-- Attività da svolgere --
Prosegua l'articolo sul voto del Parlamento europeo per la redistribuzione dei profughi, riprendendo subito dopo la sua ultima frase.

-- Testo riportato --
□ □ □
Settembre 17th, 2015 Riccardo Fucile

NETTA MAGGIORANZA DI CHI E’ PER APPROCCIO CIVILE: 372 SI’, 124 NO, 54 ASTENUTI… E MARTEDI’ SI METTERANNO ALL’ANGOLO I PAESI CONTRARI

Il Parlamento europeo ha approvato la proposta della Commissione per una redistribuzione secondo criteri precisi di 120 mila profughi aventi diritto all’asilo nell’Unione europea.
Sono stati 372 i voti a favore, 124 i “no” e 54 gli astenuti.
È lo stesso testo su cui il consiglio straordinario dei ministri degli Interni si è spaccato lunedì scorso a Bruxelles.
Favorevoli i popolari, i socialisti, i verdi, i liberali e la componente grillina del gruppo guidato da Nigel Farage. Contrario il britannico come lo schieramento conservatore.
Il risultato è interpretato come la prova che una larga maggioranza dell’Europa è ancora favorevole ad un approccio solidale.
Martedì si riuniscono nuovamente i ministri degli Interni per dirimere la questione.
L’obiettivo è provare a ricucire. Oppure si andrà  alla conta, come poco fa nell’emiciclo di Strasburgo.
□ □ □
-- Dati forniti --
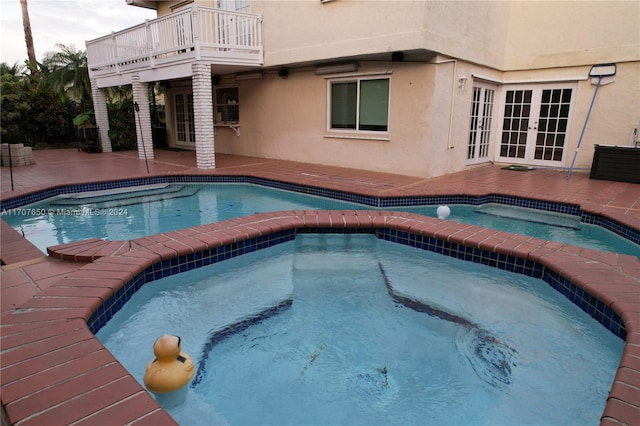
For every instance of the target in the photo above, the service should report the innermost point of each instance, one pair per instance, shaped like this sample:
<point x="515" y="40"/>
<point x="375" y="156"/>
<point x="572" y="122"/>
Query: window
<point x="227" y="110"/>
<point x="361" y="105"/>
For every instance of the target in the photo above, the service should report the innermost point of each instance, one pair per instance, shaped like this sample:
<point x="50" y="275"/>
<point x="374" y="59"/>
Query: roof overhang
<point x="143" y="3"/>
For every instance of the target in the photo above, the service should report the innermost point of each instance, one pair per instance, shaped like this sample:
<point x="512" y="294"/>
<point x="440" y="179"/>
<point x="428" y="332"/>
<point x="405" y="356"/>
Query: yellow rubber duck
<point x="171" y="369"/>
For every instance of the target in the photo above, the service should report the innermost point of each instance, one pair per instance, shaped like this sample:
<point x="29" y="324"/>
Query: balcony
<point x="199" y="33"/>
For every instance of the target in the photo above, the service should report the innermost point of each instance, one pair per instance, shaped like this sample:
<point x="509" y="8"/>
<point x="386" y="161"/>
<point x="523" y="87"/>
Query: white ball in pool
<point x="443" y="212"/>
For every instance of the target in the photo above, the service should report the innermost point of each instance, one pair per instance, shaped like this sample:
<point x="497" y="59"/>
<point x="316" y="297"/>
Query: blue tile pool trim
<point x="588" y="303"/>
<point x="622" y="230"/>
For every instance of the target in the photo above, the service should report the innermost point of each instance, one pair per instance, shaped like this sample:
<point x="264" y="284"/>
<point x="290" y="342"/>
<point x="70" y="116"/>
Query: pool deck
<point x="54" y="371"/>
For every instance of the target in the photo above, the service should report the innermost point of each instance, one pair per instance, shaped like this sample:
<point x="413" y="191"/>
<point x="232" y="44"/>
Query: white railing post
<point x="195" y="29"/>
<point x="115" y="51"/>
<point x="197" y="33"/>
<point x="149" y="43"/>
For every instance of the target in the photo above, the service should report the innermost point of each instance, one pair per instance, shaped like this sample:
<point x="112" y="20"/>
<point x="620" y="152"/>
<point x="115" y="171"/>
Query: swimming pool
<point x="129" y="212"/>
<point x="326" y="373"/>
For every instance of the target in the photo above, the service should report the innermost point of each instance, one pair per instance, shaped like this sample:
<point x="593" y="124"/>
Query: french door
<point x="481" y="121"/>
<point x="535" y="124"/>
<point x="185" y="128"/>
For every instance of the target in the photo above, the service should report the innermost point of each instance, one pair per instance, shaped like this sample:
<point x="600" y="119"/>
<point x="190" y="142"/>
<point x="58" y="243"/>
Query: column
<point x="203" y="115"/>
<point x="144" y="135"/>
<point x="102" y="115"/>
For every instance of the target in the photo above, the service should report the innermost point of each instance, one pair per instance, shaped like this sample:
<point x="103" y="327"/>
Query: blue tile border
<point x="588" y="303"/>
<point x="622" y="230"/>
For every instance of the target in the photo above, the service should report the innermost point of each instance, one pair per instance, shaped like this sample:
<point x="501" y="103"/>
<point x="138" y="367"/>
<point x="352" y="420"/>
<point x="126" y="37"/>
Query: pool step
<point x="530" y="215"/>
<point x="126" y="196"/>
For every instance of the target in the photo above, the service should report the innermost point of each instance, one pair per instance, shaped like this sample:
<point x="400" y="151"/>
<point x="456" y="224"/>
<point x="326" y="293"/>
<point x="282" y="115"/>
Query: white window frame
<point x="357" y="79"/>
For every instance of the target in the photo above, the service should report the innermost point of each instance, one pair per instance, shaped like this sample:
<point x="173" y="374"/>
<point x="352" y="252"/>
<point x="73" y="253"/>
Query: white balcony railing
<point x="198" y="33"/>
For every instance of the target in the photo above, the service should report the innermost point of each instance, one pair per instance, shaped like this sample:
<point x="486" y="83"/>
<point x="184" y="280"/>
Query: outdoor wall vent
<point x="336" y="68"/>
<point x="249" y="76"/>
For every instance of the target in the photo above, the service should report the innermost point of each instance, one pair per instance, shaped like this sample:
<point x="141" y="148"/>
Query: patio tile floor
<point x="44" y="357"/>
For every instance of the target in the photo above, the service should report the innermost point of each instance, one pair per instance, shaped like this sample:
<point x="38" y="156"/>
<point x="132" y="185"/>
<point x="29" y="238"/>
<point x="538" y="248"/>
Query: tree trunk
<point x="31" y="51"/>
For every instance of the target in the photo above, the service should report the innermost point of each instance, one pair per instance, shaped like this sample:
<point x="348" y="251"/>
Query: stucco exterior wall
<point x="287" y="119"/>
<point x="308" y="30"/>
<point x="568" y="33"/>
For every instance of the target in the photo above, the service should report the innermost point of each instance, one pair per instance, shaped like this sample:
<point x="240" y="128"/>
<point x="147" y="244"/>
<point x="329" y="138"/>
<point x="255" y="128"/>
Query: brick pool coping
<point x="54" y="370"/>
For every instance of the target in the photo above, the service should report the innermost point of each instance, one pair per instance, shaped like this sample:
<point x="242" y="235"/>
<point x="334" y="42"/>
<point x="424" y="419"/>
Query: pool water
<point x="345" y="347"/>
<point x="141" y="211"/>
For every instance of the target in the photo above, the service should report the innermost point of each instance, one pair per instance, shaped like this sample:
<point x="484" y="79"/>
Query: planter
<point x="616" y="163"/>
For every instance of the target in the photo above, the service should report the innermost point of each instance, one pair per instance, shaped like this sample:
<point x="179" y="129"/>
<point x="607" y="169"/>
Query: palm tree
<point x="31" y="51"/>
<point x="67" y="72"/>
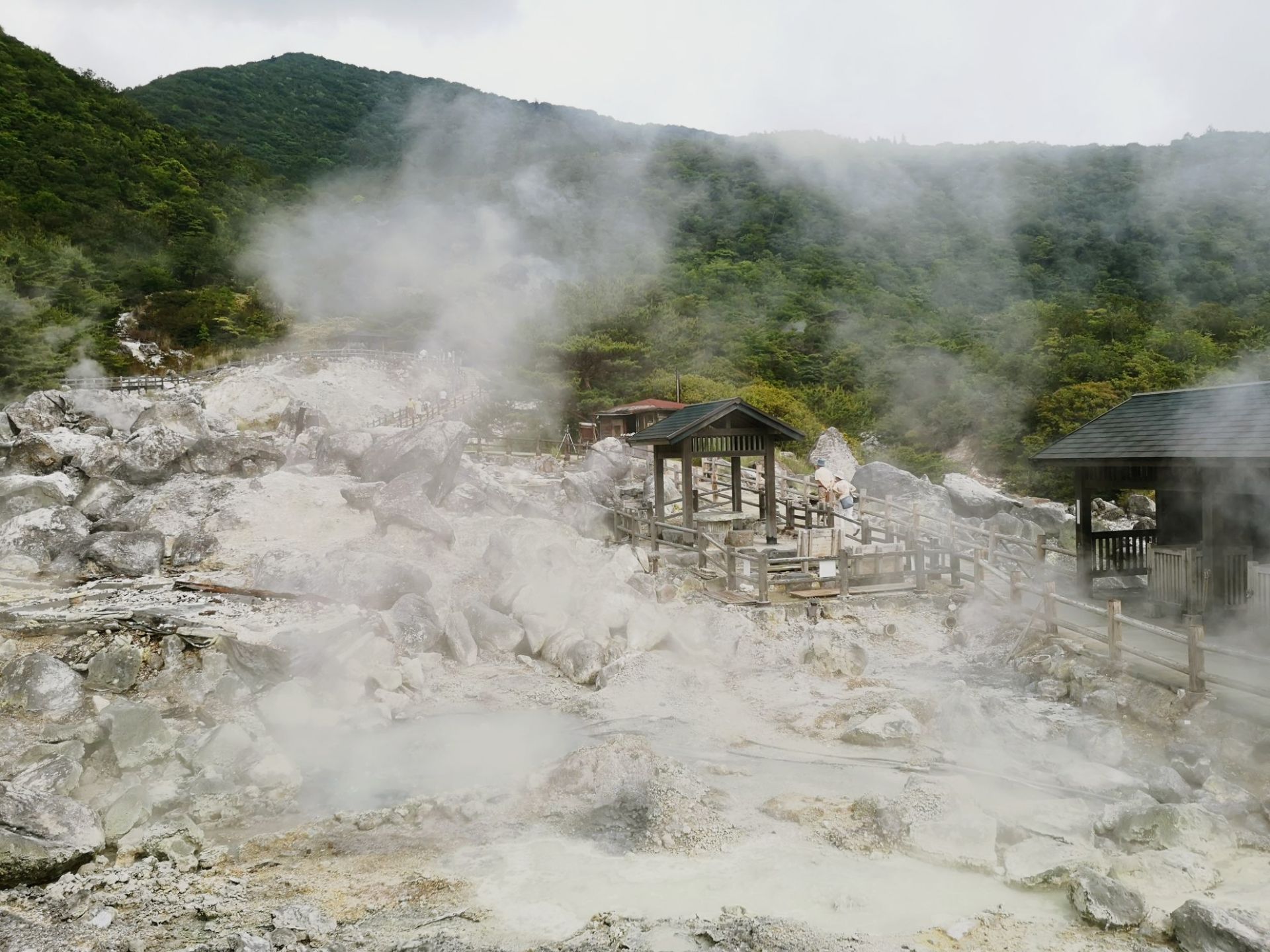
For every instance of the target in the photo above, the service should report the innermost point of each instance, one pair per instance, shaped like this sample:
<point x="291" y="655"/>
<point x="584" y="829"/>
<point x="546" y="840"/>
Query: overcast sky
<point x="1067" y="71"/>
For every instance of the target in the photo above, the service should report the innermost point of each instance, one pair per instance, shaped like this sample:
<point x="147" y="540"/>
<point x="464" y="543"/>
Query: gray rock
<point x="1166" y="785"/>
<point x="433" y="451"/>
<point x="407" y="502"/>
<point x="44" y="836"/>
<point x="896" y="725"/>
<point x="362" y="495"/>
<point x="459" y="641"/>
<point x="37" y="683"/>
<point x="879" y="480"/>
<point x="237" y="455"/>
<point x="342" y="450"/>
<point x="833" y="448"/>
<point x="972" y="498"/>
<point x="413" y="623"/>
<point x="136" y="734"/>
<point x="127" y="554"/>
<point x="1103" y="746"/>
<point x="1043" y="861"/>
<point x="192" y="547"/>
<point x="42" y="411"/>
<point x="181" y="416"/>
<point x="1166" y="825"/>
<point x="114" y="668"/>
<point x="153" y="455"/>
<point x="1107" y="903"/>
<point x="609" y="457"/>
<point x="492" y="630"/>
<point x="130" y="810"/>
<point x="102" y="498"/>
<point x="1140" y="506"/>
<point x="22" y="494"/>
<point x="1205" y="927"/>
<point x="42" y="535"/>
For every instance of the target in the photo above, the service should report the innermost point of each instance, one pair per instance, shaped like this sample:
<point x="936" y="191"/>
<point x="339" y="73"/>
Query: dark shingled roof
<point x="1205" y="424"/>
<point x="690" y="419"/>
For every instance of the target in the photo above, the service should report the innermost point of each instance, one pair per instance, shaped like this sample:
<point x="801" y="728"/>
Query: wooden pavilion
<point x="722" y="428"/>
<point x="1206" y="452"/>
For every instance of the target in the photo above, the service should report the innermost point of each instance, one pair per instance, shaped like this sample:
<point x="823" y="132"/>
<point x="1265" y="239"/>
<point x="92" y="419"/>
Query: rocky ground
<point x="273" y="681"/>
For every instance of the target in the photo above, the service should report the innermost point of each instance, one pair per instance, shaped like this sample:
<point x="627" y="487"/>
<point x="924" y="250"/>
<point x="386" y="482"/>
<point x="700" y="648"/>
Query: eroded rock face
<point x="433" y="451"/>
<point x="44" y="836"/>
<point x="1205" y="927"/>
<point x="407" y="502"/>
<point x="38" y="683"/>
<point x="1107" y="903"/>
<point x="235" y="455"/>
<point x="127" y="554"/>
<point x="879" y="480"/>
<point x="42" y="535"/>
<point x="974" y="499"/>
<point x="102" y="498"/>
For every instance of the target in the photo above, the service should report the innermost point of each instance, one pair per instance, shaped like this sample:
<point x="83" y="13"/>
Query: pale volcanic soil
<point x="542" y="746"/>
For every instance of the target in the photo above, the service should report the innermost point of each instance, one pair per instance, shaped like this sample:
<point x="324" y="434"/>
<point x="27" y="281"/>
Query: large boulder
<point x="42" y="535"/>
<point x="183" y="416"/>
<point x="413" y="623"/>
<point x="153" y="455"/>
<point x="127" y="554"/>
<point x="833" y="448"/>
<point x="407" y="502"/>
<point x="102" y="498"/>
<point x="972" y="498"/>
<point x="432" y="451"/>
<point x="609" y="457"/>
<point x="42" y="411"/>
<point x="22" y="493"/>
<point x="1166" y="825"/>
<point x="1201" y="926"/>
<point x="48" y="451"/>
<point x="136" y="734"/>
<point x="38" y="683"/>
<point x="44" y="836"/>
<point x="1107" y="903"/>
<point x="238" y="455"/>
<point x="880" y="480"/>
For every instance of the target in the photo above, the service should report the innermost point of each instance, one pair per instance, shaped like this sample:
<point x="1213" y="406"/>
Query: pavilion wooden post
<point x="689" y="485"/>
<point x="770" y="487"/>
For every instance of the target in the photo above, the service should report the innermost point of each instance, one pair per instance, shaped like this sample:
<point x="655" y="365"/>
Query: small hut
<point x="632" y="418"/>
<point x="722" y="428"/>
<point x="1206" y="452"/>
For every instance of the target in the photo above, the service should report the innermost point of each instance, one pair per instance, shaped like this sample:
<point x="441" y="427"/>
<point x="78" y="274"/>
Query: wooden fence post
<point x="1195" y="656"/>
<point x="1115" y="630"/>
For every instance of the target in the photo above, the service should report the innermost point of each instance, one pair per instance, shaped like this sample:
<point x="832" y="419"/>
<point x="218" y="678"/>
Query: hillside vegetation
<point x="973" y="301"/>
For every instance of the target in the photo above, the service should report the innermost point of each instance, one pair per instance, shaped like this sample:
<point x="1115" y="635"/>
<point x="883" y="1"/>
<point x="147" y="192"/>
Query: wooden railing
<point x="1121" y="553"/>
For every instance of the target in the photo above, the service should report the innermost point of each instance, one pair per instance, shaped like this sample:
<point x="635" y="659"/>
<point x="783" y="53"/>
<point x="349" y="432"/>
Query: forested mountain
<point x="972" y="299"/>
<point x="305" y="116"/>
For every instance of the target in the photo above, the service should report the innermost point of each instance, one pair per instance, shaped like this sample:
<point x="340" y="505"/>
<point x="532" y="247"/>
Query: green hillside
□ □ □
-- Esito dell'esercizio --
Si deciderà  a maggioranza qualificata, mettendo in un angolo i paesi contrari, come Repubblica Ceca, Slovacchia, Romania e Ungheria.
Il presidente dell’Europarlamento, Martin Schulz, ha scritto una lettera al governo lussemburghese, guida semestrale dell’Unione, per auspicare che tutti i fondi disponibili nel bilancio siano messi a disposizione subito per sostenere gli sforzi dei Paesi di prima accoglienza, come Turchia, Libia, Giordania e Siria.
«Se non lo faremo — ha sottolineato – avremo ancora più rifugiati e la nostra credibilità  sarà  messa in dubbio».
La proposta della Commissione prevede che altri 120.000 richiedenti asilo siano trasferiti dall’Italia (15.600), dalla Grecia (50.400) e dall’Ungheria (54.000).
Questa cifra si aggiunge al trasferimento iniziale di 40.000 richiedenti asilo, approvato dal Parlamento il 9 settembre e dal Consiglio Giustizia e Affari interni il 14 settembre.
Il numero totale di persone da rilocalizzare sale dunque a 160.000.

Marco Zatterin
(da “La Stampa”)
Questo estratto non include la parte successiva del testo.